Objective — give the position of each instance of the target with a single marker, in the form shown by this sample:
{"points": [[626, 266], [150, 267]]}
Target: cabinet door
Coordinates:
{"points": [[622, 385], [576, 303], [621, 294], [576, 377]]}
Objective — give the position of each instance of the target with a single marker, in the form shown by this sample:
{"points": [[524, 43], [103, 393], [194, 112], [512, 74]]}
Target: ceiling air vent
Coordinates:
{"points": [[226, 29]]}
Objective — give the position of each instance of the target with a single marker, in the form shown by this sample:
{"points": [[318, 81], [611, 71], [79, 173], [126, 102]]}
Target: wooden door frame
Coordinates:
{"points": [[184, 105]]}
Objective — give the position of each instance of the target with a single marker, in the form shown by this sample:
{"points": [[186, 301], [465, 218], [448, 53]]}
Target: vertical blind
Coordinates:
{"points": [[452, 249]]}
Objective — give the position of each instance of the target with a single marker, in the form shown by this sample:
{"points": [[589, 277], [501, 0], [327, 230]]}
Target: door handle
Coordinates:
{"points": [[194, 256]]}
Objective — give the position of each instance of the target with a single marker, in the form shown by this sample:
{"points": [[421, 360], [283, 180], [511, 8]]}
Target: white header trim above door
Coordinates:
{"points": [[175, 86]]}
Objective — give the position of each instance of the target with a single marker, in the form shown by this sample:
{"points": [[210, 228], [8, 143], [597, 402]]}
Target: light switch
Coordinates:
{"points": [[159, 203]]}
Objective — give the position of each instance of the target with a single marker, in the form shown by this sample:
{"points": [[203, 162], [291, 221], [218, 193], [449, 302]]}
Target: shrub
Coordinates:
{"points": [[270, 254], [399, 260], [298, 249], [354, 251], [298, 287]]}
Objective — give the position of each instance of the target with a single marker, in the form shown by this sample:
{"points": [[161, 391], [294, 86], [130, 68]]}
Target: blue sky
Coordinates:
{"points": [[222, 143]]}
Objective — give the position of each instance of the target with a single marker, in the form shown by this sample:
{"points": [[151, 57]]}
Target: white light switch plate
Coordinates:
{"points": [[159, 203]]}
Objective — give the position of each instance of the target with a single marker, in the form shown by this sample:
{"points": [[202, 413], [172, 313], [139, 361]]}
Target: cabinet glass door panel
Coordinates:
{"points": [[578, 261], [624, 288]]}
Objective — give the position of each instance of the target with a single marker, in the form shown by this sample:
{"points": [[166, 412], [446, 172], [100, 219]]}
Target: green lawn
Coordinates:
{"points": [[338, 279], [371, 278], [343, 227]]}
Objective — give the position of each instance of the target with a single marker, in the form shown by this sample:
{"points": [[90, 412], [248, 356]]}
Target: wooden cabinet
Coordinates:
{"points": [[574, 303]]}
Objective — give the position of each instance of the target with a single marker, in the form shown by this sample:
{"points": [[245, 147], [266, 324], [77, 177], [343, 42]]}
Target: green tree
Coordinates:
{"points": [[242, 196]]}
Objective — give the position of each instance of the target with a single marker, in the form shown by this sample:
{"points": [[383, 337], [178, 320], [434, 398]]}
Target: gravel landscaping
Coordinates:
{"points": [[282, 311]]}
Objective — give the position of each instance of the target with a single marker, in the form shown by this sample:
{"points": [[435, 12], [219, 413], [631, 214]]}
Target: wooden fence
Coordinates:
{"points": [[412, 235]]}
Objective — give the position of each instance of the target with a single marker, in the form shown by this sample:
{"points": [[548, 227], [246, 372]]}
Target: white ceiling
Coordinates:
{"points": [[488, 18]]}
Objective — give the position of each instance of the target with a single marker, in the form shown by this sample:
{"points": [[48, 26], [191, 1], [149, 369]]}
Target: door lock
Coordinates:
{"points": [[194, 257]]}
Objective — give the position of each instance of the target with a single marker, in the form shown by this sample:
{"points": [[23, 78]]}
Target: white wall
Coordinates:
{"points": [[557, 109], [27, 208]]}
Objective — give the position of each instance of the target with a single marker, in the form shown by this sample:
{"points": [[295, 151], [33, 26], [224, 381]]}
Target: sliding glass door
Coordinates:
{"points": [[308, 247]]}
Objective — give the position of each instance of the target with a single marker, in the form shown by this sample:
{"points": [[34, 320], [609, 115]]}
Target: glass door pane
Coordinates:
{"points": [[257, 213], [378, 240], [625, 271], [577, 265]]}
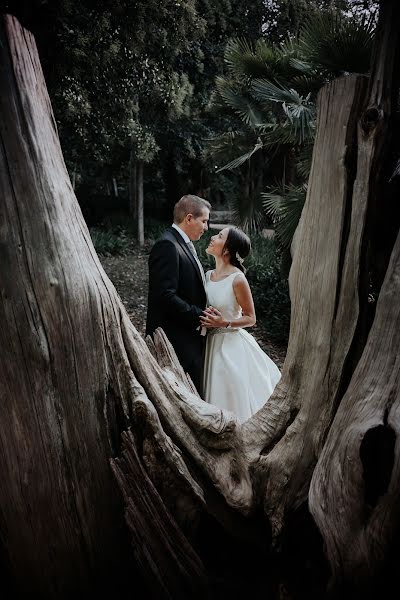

________________________________________

#### Instructions to follow
Working from the data above, extract solely the lines from the one containing "Target: white ceiling" through the one containing "Target: white wall", exactly as they appear, both included.

#### Expected answer
Target: white ceiling
Coordinates:
{"points": [[488, 18]]}
Objective — give the position of each instance of the target with a single marker, in the form shown by this sample:
{"points": [[48, 26], [191, 1], [149, 369]]}
Target: door lock
Coordinates:
{"points": [[194, 257]]}
Objective — give the position of each instance of the target with a single marker, in the form shown by this sample:
{"points": [[23, 78]]}
Target: white wall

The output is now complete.